TRECHO DO TEXTO
Artigos e Entrevistas

Exclusividade na contração de trabalhadores portuários: desdobramentos no TST e no STF

Fonte: ConJur / Matheus de Souza Depieri*
 
Há décadas vigora no setor portuário brasileiro discussão sobre a forma de contratação de trabalhadores portuários. Os aspectos históricos e práticos da Lei dos Portos (Lei nº 12.815/2013) trouxeram à tona, com alguma frequência, discussões sobre o alcance das normas que definem a exclusividade na contratação de trabalhadores vinculados ao Órgão Gestor de Mão-de-Obra (OGMO).
 
Para entender os debates, é importante explicar, de forma breve, as modalidades de contratação atualmente existentes no setor. Nos termos do artigo 40 da Lei dos Portos, o trabalho portuário pode ser desenvolvido por “trabalhadores portuários com vínculo empregatício por prazo indeterminado e por trabalhadores portuários avulsos”. O denominado “trabalhador avulso” presta serviços de forma independente (atendendo a várias empresas) e possui suas atividades coordenadas por um OGMO – que, nos termos do artigo 32 e seguintes da Lei dos Portos, possui a importante função de coordenar, administrar e qualificar a mão de obra avulsa nos “portos organizados” (definido no artigo 2º, inciso I, da Lei de Portos).
 
Assim, as empresas, quando necessitam de mão-de-obra avulsa, entram em contato com um OGMO, que disponibiliza oportunidades de trabalho para sua rede para que as vagas sejam voluntariamente preenchidas. Os “trabalhadores portuários com vínculo empregatício por prazo indeterminado”, por sua vez, possuem vínculo empregatício permanente e contínuo.
 
Muitos desses trabalhadores, no que interessa ao presente artigo, são regulados pelo artigo 40, § 2º, da Lei de Portos, que prevê que “a contratação de trabalhadores portuários de capatazia, bloco, estiva, conferência de carga, conserto de carga e vigilância de embarcações com vínculo empregatício por prazo indeterminado será feita exclusivamente dentre trabalhadores portuários avulsos registrados”.

[Entradas de anotação de coordenadas]
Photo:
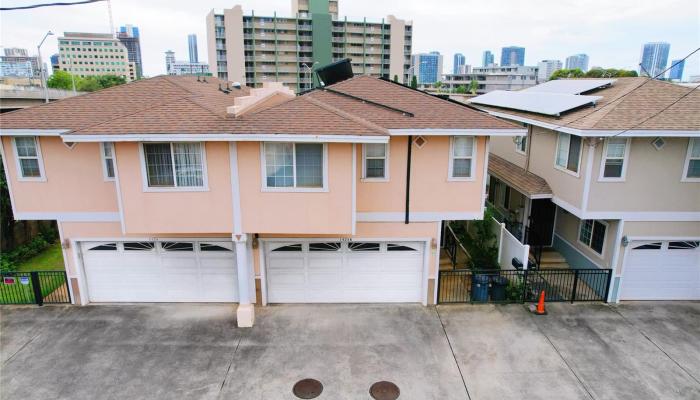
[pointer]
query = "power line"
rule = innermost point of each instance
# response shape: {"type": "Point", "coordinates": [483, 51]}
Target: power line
{"type": "Point", "coordinates": [658, 112]}
{"type": "Point", "coordinates": [628, 93]}
{"type": "Point", "coordinates": [48, 5]}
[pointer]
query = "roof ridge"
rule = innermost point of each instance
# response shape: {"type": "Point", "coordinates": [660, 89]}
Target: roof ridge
{"type": "Point", "coordinates": [346, 115]}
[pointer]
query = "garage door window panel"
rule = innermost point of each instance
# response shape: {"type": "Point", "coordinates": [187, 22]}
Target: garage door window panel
{"type": "Point", "coordinates": [177, 246]}
{"type": "Point", "coordinates": [592, 234]}
{"type": "Point", "coordinates": [364, 246]}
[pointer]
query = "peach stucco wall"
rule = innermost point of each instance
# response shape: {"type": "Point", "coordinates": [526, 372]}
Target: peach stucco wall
{"type": "Point", "coordinates": [74, 180]}
{"type": "Point", "coordinates": [430, 189]}
{"type": "Point", "coordinates": [172, 212]}
{"type": "Point", "coordinates": [296, 212]}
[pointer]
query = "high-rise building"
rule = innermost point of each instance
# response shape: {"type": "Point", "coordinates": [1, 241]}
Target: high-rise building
{"type": "Point", "coordinates": [512, 55]}
{"type": "Point", "coordinates": [427, 67]}
{"type": "Point", "coordinates": [16, 62]}
{"type": "Point", "coordinates": [654, 58]}
{"type": "Point", "coordinates": [577, 61]}
{"type": "Point", "coordinates": [546, 68]}
{"type": "Point", "coordinates": [192, 47]}
{"type": "Point", "coordinates": [129, 36]}
{"type": "Point", "coordinates": [175, 67]}
{"type": "Point", "coordinates": [458, 63]}
{"type": "Point", "coordinates": [91, 54]}
{"type": "Point", "coordinates": [253, 49]}
{"type": "Point", "coordinates": [487, 60]}
{"type": "Point", "coordinates": [676, 72]}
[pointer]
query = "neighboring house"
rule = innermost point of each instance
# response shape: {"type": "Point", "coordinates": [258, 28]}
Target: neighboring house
{"type": "Point", "coordinates": [180, 189]}
{"type": "Point", "coordinates": [609, 176]}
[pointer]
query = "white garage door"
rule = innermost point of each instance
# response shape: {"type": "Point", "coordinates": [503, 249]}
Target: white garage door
{"type": "Point", "coordinates": [337, 272]}
{"type": "Point", "coordinates": [662, 270]}
{"type": "Point", "coordinates": [187, 271]}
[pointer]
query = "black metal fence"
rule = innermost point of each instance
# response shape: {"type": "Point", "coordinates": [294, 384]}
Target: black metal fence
{"type": "Point", "coordinates": [36, 287]}
{"type": "Point", "coordinates": [517, 286]}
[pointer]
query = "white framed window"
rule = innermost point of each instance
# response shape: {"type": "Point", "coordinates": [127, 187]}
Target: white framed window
{"type": "Point", "coordinates": [613, 163]}
{"type": "Point", "coordinates": [375, 161]}
{"type": "Point", "coordinates": [289, 167]}
{"type": "Point", "coordinates": [521, 144]}
{"type": "Point", "coordinates": [591, 233]}
{"type": "Point", "coordinates": [462, 157]}
{"type": "Point", "coordinates": [30, 165]}
{"type": "Point", "coordinates": [568, 156]}
{"type": "Point", "coordinates": [173, 167]}
{"type": "Point", "coordinates": [107, 152]}
{"type": "Point", "coordinates": [691, 170]}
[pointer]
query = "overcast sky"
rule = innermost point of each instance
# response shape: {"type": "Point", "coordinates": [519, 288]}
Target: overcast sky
{"type": "Point", "coordinates": [610, 32]}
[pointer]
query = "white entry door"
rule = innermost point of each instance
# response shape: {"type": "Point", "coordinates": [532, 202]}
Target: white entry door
{"type": "Point", "coordinates": [338, 272]}
{"type": "Point", "coordinates": [662, 270]}
{"type": "Point", "coordinates": [167, 271]}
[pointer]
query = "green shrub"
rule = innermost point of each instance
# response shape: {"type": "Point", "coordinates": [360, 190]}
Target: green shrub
{"type": "Point", "coordinates": [10, 259]}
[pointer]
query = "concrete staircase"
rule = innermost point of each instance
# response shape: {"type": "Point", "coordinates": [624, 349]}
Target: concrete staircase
{"type": "Point", "coordinates": [551, 259]}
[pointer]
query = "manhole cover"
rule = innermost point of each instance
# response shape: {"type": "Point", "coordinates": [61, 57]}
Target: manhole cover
{"type": "Point", "coordinates": [384, 391]}
{"type": "Point", "coordinates": [307, 389]}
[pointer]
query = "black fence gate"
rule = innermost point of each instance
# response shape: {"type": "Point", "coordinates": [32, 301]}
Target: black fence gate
{"type": "Point", "coordinates": [517, 286]}
{"type": "Point", "coordinates": [36, 287]}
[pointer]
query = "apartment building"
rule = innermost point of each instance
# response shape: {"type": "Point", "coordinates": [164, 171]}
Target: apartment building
{"type": "Point", "coordinates": [494, 78]}
{"type": "Point", "coordinates": [253, 49]}
{"type": "Point", "coordinates": [91, 54]}
{"type": "Point", "coordinates": [176, 189]}
{"type": "Point", "coordinates": [607, 177]}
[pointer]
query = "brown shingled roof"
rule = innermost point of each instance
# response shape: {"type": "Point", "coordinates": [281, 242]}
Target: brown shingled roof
{"type": "Point", "coordinates": [164, 104]}
{"type": "Point", "coordinates": [183, 105]}
{"type": "Point", "coordinates": [523, 181]}
{"type": "Point", "coordinates": [630, 103]}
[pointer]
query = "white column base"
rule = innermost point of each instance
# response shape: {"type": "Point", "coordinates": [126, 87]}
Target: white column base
{"type": "Point", "coordinates": [245, 315]}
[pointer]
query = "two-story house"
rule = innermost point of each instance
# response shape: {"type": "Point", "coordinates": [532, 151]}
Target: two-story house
{"type": "Point", "coordinates": [609, 176]}
{"type": "Point", "coordinates": [181, 189]}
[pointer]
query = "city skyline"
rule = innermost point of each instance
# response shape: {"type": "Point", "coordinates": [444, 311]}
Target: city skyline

DESCRIÇÃO DA TAREFA
Dê continuidade ao artigo sobre a exclusividade na contratação de trabalhadores portuários, começando logo após a última frase apresentada. Os dados não são necessários para realizar a tarefa.

RESPOSTA
As disposições sobre o trabalho portuário, desde a promulgação da Lei dos Portos (e muito antes, sob as normas anteriores), geraram intenso debate. Como será a seguir explorado, há discussões sobre a aplicação das normas de exclusividade fora dos “Portos Organizados” — especialmente em Terminais de Uso Privativo (TUPs), a legalidade da “exclusividade” acima mencionada nos casos de trabalhador com vínculo empregatício por tempo indeterminado, a conformidade da referida lei com tratados internacionais e, mais recentemente, a própria constitucionalidade de trechos da lei.
 
Sem ter a pretensão de exaurir o tema, este artigo buscará delinear brevemente alguns dos principais debates e decisões da justiça trabalhista, destacar importante caso pendente de apreciação do STF, e traçar breves paralelos de direito regulatório comparado, a fim de destacar perspectivas da União Europeia que podem ter utilidade para os debates existentes no Brasil.
 
Discussões no Tribunal Superior do Trabalho
 
A questão objeto deste artigo já foi submetida à Justiça Trabalhista diversas vezes. Ocorre que as decisões proferidas nem sempre foram coerentes e, em alguma medida, deixavam de seguir uma linha decisória uniforme. Para se restringir a debates mais recentes, serão destacados abaixo alguns casos paradigmáticos, que ilustram o problema.
 
Quando da vigência da Lei nº 8.630/1993 (antiga Lei dos Portos), o Tribunal Superior do Trabalho (TST), no Dissídio Coletivo nº 174611/2006-000-00-00, fez uso da “irrecusável aplicação da Convenção 137 da Organização Internacional do Trabalho OIT”, para decidir que, em vez de “exclusividade”, haveria uma “prioridade” na contratação de trabalhador por prazo indeterminado, e que tal disposição alcançaria “todos os portuários que se encontrarem ‘dentro do sistema’ (registrados e cadastrados no OGMO)”.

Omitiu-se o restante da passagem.